# [REQUIREMENTS]
Turn the lines beginning at the one that contains "Section C, Item 2" and stopping after the one that contains "650 118 784 214" into a JSON list of strings, one string per line, with blank lines left out. Include only those lines.

# [INPUT DATA]
--------------------

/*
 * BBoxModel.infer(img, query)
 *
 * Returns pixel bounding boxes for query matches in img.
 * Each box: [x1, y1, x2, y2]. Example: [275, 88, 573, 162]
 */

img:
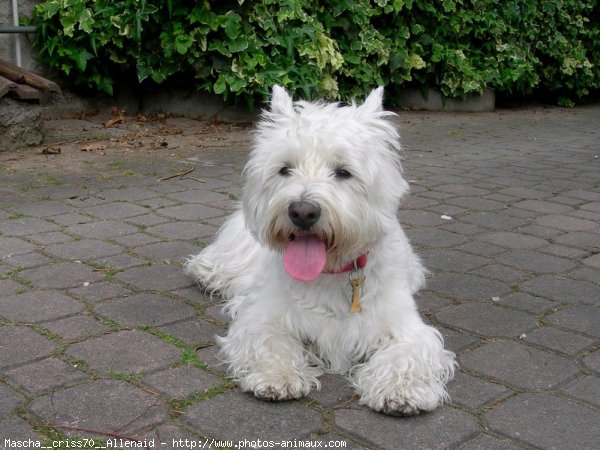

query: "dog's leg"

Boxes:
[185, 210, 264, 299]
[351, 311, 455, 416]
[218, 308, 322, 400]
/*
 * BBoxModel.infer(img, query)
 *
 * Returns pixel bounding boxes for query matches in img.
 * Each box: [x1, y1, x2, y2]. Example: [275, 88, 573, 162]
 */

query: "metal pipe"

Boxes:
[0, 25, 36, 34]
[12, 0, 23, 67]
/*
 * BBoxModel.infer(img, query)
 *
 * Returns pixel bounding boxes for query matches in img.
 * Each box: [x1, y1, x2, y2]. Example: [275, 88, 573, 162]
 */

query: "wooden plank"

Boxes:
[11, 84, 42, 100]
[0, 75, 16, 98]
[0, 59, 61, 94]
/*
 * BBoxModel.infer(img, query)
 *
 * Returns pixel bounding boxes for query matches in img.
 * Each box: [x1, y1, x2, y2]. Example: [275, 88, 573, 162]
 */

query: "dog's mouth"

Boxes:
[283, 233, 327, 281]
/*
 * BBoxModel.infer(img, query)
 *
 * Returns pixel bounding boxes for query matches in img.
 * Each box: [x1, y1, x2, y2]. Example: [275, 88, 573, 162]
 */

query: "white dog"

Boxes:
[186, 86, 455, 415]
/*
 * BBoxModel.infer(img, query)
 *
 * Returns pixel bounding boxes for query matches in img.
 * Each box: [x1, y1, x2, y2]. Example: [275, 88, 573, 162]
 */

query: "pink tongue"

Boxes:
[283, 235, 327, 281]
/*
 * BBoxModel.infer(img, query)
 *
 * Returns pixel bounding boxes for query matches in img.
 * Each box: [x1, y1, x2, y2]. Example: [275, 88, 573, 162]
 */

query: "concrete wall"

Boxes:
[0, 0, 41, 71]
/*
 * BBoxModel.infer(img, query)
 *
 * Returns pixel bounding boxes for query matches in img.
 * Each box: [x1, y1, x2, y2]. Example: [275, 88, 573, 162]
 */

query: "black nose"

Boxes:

--------------------

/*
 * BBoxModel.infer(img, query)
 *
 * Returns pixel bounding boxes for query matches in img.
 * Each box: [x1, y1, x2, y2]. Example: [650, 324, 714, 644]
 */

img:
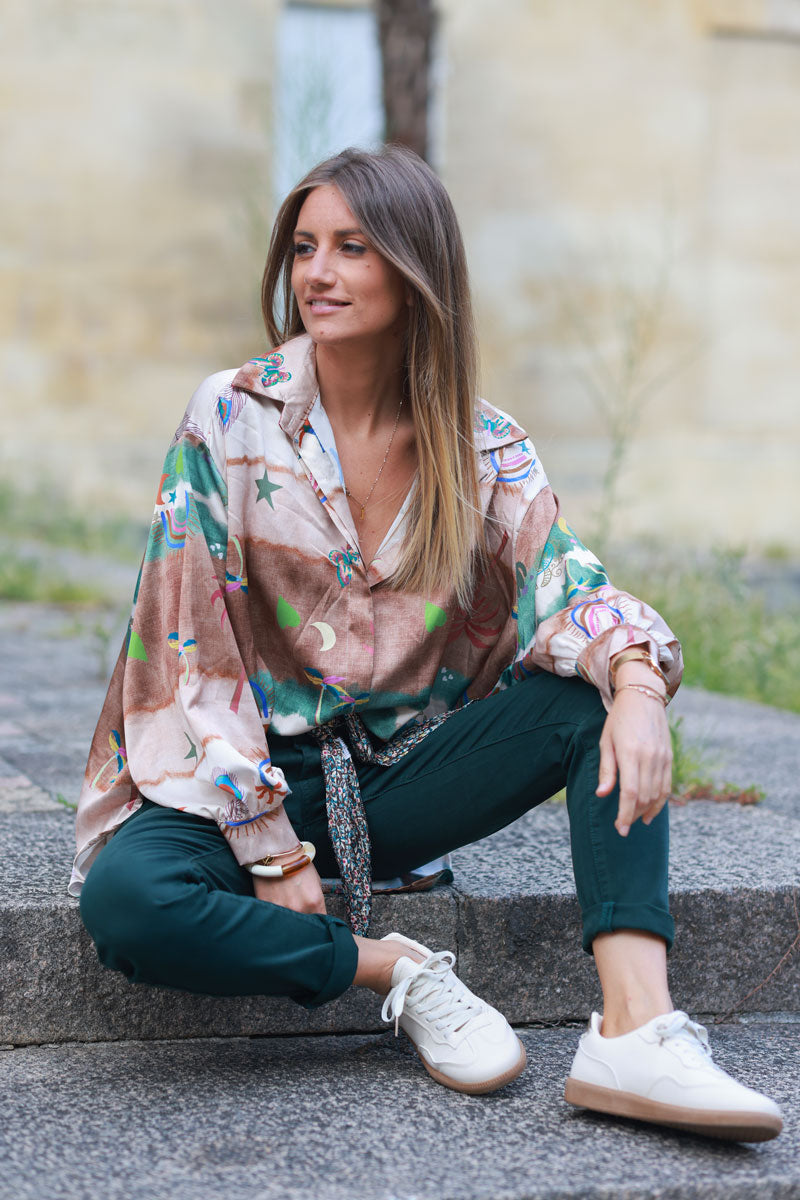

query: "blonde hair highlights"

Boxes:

--------------------

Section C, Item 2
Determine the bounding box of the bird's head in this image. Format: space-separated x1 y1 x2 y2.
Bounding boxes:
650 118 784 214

--------------------

# [FINISHED ANSWER]
[
  "Section C, Item 2",
  "Determine the bounding box of the bird's head in this image. Format: space-separated x1 y1 x2 y2.",
  "Bounding boxes:",
  "650 118 784 214"
]